● Work instructions:
Print the data that follows again, keeping every line exact.
▼▼▼
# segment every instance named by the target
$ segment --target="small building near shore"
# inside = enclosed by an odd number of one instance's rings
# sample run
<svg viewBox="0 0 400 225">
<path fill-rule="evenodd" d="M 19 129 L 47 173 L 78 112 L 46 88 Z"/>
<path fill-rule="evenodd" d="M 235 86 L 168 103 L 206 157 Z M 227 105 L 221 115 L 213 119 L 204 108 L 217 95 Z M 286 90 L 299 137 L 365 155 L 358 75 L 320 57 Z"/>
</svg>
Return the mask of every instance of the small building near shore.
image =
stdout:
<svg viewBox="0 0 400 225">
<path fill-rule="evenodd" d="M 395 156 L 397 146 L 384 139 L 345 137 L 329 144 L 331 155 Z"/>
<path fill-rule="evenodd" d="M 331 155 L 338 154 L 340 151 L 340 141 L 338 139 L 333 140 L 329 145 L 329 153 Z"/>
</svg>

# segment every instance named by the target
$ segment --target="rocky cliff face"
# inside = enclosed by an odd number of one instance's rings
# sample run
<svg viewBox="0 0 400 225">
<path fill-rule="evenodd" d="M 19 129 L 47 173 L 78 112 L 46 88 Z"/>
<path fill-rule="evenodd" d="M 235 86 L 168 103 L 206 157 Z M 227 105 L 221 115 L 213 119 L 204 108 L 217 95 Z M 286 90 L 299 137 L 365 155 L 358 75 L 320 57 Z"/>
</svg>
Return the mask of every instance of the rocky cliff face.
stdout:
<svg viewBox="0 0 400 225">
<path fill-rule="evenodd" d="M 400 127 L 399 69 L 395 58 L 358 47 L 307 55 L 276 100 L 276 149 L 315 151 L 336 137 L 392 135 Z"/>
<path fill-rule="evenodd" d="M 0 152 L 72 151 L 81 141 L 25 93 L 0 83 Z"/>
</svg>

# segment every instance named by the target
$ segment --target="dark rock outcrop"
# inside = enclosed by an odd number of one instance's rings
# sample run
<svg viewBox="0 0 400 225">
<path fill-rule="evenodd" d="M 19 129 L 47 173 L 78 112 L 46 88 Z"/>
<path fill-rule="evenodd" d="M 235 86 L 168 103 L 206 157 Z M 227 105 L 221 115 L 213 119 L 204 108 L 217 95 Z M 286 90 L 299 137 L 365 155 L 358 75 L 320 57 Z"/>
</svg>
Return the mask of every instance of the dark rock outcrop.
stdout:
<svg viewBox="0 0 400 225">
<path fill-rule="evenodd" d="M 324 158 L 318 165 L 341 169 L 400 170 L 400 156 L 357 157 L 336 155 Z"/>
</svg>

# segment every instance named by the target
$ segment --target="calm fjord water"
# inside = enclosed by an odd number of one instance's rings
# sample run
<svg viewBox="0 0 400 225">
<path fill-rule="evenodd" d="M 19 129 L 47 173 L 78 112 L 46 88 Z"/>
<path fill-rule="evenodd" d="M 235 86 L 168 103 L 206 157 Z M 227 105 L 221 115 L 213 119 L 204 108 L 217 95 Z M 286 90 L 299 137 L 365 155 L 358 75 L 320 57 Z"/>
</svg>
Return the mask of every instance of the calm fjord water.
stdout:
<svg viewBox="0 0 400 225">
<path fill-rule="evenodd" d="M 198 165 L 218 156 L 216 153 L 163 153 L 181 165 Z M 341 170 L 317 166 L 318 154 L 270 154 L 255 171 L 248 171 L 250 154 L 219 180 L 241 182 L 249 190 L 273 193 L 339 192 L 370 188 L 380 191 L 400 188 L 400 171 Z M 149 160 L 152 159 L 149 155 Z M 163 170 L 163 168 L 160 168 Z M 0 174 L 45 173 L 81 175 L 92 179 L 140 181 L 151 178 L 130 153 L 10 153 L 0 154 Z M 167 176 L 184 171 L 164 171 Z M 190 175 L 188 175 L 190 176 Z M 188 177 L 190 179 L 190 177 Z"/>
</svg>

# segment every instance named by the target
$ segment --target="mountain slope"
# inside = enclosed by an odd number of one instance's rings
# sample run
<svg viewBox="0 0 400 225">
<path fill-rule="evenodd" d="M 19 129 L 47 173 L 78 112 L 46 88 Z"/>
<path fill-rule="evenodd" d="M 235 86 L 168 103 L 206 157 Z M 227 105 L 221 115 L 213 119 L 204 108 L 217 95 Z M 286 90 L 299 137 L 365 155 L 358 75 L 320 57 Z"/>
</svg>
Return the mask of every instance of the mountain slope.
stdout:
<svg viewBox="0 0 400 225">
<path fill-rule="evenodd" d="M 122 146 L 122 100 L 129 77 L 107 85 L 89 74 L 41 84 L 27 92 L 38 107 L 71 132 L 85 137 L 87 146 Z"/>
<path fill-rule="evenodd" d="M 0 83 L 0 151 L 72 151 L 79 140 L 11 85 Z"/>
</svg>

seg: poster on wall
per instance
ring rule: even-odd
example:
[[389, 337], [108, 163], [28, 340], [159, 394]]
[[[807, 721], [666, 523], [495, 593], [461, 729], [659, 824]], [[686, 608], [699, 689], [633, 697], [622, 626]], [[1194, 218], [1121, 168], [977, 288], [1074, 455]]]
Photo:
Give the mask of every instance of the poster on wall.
▲▲▲
● Response:
# segment every instance named by the target
$ segment --target="small building near shore"
# inside = enclosed by an odd number of one instance's rings
# sample run
<svg viewBox="0 0 400 225">
<path fill-rule="evenodd" d="M 19 129 L 47 173 L 78 112 L 46 88 Z"/>
<path fill-rule="evenodd" d="M 235 86 L 168 103 L 206 157 Z M 227 105 L 221 115 L 213 119 L 204 108 L 217 95 Z M 286 90 L 299 137 L 365 155 L 358 75 L 320 57 Z"/>
</svg>
Return the mask of every instance of the small building near shore.
image =
stdout:
<svg viewBox="0 0 400 225">
<path fill-rule="evenodd" d="M 395 156 L 397 146 L 384 139 L 345 137 L 329 144 L 331 155 Z"/>
<path fill-rule="evenodd" d="M 331 155 L 338 154 L 340 151 L 340 141 L 338 139 L 333 140 L 329 145 L 329 153 Z"/>
</svg>

# segment every instance named by the target
$ segment --target="rocky cliff face"
# inside = enclosed by an odd number of one instance's rings
# sample run
<svg viewBox="0 0 400 225">
<path fill-rule="evenodd" d="M 19 129 L 47 173 L 78 112 L 46 88 Z"/>
<path fill-rule="evenodd" d="M 235 86 L 168 103 L 206 157 Z M 227 105 L 221 115 L 213 119 L 204 108 L 217 95 Z M 286 90 L 299 137 L 365 155 L 358 75 L 320 57 Z"/>
</svg>
Return the mask of every instance of the rocky cliff face.
stdout:
<svg viewBox="0 0 400 225">
<path fill-rule="evenodd" d="M 400 127 L 399 69 L 395 58 L 358 47 L 307 55 L 276 100 L 276 149 L 315 151 L 336 137 L 392 135 Z"/>
<path fill-rule="evenodd" d="M 0 152 L 72 151 L 81 141 L 25 93 L 0 83 Z"/>
</svg>

# segment every instance named by the target
$ segment --target="dark rock outcrop"
# inside = enclosed by an odd number of one instance's rings
# sample run
<svg viewBox="0 0 400 225">
<path fill-rule="evenodd" d="M 19 129 L 47 173 L 78 112 L 46 88 Z"/>
<path fill-rule="evenodd" d="M 235 86 L 168 103 L 206 157 Z M 227 105 L 221 115 L 213 119 L 204 108 L 217 95 Z M 286 90 L 299 137 L 365 155 L 358 75 L 320 57 Z"/>
</svg>
Return the mask of every instance of the dark rock outcrop.
stdout:
<svg viewBox="0 0 400 225">
<path fill-rule="evenodd" d="M 324 158 L 318 165 L 341 169 L 400 170 L 400 156 L 357 157 L 336 155 Z"/>
</svg>

# segment every instance named by the target
$ segment --target="calm fjord water"
# inside = enclosed by an odd number of one instance's rings
# sample run
<svg viewBox="0 0 400 225">
<path fill-rule="evenodd" d="M 19 129 L 47 173 L 78 112 L 46 88 Z"/>
<path fill-rule="evenodd" d="M 235 86 L 168 103 L 206 157 Z M 227 105 L 221 115 L 213 119 L 204 108 L 217 95 Z M 286 90 L 299 137 L 365 155 L 358 75 L 320 57 Z"/>
</svg>
Return the mask of every instance of the calm fjord water.
stdout:
<svg viewBox="0 0 400 225">
<path fill-rule="evenodd" d="M 198 165 L 218 156 L 216 153 L 163 153 L 181 165 Z M 341 170 L 317 166 L 318 154 L 270 154 L 255 171 L 248 171 L 250 154 L 219 180 L 241 182 L 249 190 L 273 193 L 339 192 L 370 188 L 380 191 L 400 188 L 400 171 Z M 149 160 L 152 159 L 149 155 Z M 163 170 L 163 168 L 160 168 Z M 0 174 L 45 173 L 81 175 L 92 179 L 140 181 L 151 178 L 130 153 L 10 153 L 0 154 Z M 167 176 L 184 171 L 164 171 Z M 190 175 L 188 175 L 190 176 Z M 188 177 L 190 179 L 190 177 Z"/>
</svg>

# segment every instance named by the target
$ segment --target="mountain slope"
# inside = enclosed by an odd number of one instance's rings
# sample run
<svg viewBox="0 0 400 225">
<path fill-rule="evenodd" d="M 19 129 L 47 173 L 78 112 L 46 88 Z"/>
<path fill-rule="evenodd" d="M 235 86 L 168 103 L 206 157 Z M 227 105 L 221 115 L 213 119 L 204 108 L 217 95 Z M 286 90 L 299 137 L 365 155 L 358 75 L 320 57 Z"/>
</svg>
Return the mask of every instance of the mountain slope.
stdout:
<svg viewBox="0 0 400 225">
<path fill-rule="evenodd" d="M 122 146 L 122 100 L 129 77 L 107 85 L 89 74 L 41 84 L 27 92 L 38 107 L 71 132 L 85 137 L 87 146 Z"/>
<path fill-rule="evenodd" d="M 0 83 L 0 151 L 72 151 L 79 140 L 11 85 Z"/>
</svg>

seg: poster on wall
per instance
ring rule: even-odd
example:
[[389, 337], [108, 163], [28, 340], [159, 394]]
[[[807, 721], [666, 523], [495, 593], [461, 729], [659, 824]], [[686, 608], [699, 689], [633, 697], [622, 626]], [[1194, 218], [1121, 168], [977, 288], [1074, 455]]]
Photo:
Give the mask of every instance of the poster on wall.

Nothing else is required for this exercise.